Purpose of the Study:

  • To develop and validate a quantitative, reproducible, sensitive, and high-throughput top-down proteomics method.
  • To enable detailed analysis of complex proteoform landscapes, specifically for histone H4.
  • To demonstrate the method's capability in measuring biologically relevant changes in proteoform abundance.

Main Methods:

  • Optimized protein purification from cells or tissues.
  • On-line C3 chromatography for physical separation of proteoforms.
  • Mass spectrometry (MS1 isolation) with Electron Transfer Dissociation (ETD) fragmentation for sequencing.

Main Results:

  • Achieved high throughput (12 replicates/day) and reproducibility (Pearson correlations of 0.89).
  • Quantified hundreds of proteoforms (200-300) across six orders of magnitude with a low limit of quantification (0.001%).

§ WORK TASK 1: According to the proteomics study summary, what type of chromatography is used to physically separate proteoforms?
§ WORK TASK 2: Pick up the proteomics study summary after its last line and continue it.
The listing below the text comes from a separate source.

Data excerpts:
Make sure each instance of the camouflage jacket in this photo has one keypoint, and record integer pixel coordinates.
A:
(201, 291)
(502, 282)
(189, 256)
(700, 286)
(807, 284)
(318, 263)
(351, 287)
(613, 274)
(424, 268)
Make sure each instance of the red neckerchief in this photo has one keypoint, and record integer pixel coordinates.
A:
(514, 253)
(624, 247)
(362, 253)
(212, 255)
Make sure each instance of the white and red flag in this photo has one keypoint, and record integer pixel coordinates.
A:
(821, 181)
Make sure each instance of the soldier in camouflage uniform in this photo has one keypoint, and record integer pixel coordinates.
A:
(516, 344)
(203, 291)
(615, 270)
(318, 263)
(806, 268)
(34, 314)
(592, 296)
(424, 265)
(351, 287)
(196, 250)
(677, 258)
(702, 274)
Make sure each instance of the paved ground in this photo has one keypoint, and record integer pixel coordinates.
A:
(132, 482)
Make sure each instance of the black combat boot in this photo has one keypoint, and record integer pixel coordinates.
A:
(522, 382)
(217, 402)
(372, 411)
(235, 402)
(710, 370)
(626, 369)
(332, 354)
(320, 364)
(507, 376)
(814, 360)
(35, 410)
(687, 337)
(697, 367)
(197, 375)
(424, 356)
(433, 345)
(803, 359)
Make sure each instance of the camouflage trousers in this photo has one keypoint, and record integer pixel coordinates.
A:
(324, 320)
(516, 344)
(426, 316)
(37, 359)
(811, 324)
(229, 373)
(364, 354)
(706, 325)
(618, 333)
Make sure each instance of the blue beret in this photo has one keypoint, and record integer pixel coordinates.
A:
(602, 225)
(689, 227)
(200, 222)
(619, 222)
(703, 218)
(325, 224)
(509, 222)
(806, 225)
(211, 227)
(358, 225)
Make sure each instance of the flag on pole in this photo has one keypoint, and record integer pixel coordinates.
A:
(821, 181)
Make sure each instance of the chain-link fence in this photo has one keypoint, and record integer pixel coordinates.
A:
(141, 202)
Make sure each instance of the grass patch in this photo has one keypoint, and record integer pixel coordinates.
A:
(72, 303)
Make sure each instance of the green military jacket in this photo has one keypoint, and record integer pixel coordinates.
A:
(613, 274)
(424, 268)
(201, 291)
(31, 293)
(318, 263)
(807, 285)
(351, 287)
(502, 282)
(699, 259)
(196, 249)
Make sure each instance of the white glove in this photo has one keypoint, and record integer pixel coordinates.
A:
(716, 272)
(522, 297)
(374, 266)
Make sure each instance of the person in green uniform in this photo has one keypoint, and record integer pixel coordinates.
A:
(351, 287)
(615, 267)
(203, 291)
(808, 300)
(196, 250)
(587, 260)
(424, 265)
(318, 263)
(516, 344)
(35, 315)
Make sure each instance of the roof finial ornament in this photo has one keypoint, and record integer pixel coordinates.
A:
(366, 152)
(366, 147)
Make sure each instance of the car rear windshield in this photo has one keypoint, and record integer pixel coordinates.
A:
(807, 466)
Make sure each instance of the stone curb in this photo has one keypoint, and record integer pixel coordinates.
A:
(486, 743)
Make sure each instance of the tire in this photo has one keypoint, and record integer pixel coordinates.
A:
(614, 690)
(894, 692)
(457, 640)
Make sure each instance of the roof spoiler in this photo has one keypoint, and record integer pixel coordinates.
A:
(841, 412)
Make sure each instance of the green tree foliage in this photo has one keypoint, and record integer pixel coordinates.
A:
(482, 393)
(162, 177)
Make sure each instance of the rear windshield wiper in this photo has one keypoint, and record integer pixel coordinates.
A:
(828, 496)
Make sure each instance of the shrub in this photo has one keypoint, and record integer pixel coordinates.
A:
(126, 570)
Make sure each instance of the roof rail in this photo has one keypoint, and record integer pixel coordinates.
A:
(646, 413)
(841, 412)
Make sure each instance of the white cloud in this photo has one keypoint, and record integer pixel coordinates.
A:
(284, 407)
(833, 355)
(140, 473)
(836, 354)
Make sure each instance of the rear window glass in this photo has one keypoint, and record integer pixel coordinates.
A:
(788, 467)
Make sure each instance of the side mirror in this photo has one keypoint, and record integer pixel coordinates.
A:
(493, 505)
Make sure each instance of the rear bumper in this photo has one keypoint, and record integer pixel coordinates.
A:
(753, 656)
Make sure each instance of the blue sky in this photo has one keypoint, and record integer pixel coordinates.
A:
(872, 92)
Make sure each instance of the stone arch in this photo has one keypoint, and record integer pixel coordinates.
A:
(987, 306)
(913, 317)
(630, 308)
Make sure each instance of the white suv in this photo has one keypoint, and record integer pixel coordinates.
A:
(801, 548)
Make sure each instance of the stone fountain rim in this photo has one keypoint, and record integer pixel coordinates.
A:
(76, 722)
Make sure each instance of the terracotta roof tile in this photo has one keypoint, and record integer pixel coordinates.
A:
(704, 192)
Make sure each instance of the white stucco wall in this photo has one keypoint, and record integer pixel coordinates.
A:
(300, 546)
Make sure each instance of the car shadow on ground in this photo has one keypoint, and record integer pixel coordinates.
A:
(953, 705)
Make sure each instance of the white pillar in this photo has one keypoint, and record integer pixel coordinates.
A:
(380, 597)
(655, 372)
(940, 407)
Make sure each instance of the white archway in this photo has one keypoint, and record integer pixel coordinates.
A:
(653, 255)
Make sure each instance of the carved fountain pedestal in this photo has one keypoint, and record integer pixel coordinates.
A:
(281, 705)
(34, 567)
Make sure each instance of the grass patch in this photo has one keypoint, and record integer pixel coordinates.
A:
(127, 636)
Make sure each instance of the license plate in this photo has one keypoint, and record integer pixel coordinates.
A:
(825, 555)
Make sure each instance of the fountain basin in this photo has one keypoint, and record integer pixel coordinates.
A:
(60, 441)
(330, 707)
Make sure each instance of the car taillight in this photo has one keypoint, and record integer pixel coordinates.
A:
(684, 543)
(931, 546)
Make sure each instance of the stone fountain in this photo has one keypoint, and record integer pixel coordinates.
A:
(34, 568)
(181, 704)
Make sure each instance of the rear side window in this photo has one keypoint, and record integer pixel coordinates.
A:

§ OUTPUT 1: On-line C3 chromatography.

§ OUTPUT 2:
  • Successfully measured known changes in histone H4 proteoforms upon sodium butyrate treatment in SUM159 cells.

Conclusions:

  • Top-down proteomics can be made quantitative, reproducible, sensitive, and high-throughput.
  • The developed method provides a powerful tool for studying proteoform biology and delineating biological changes at the proteoform level.
  • This approach facilitates parametric statistical comparisons of proteoform data, advancing our understanding of cellular regulation.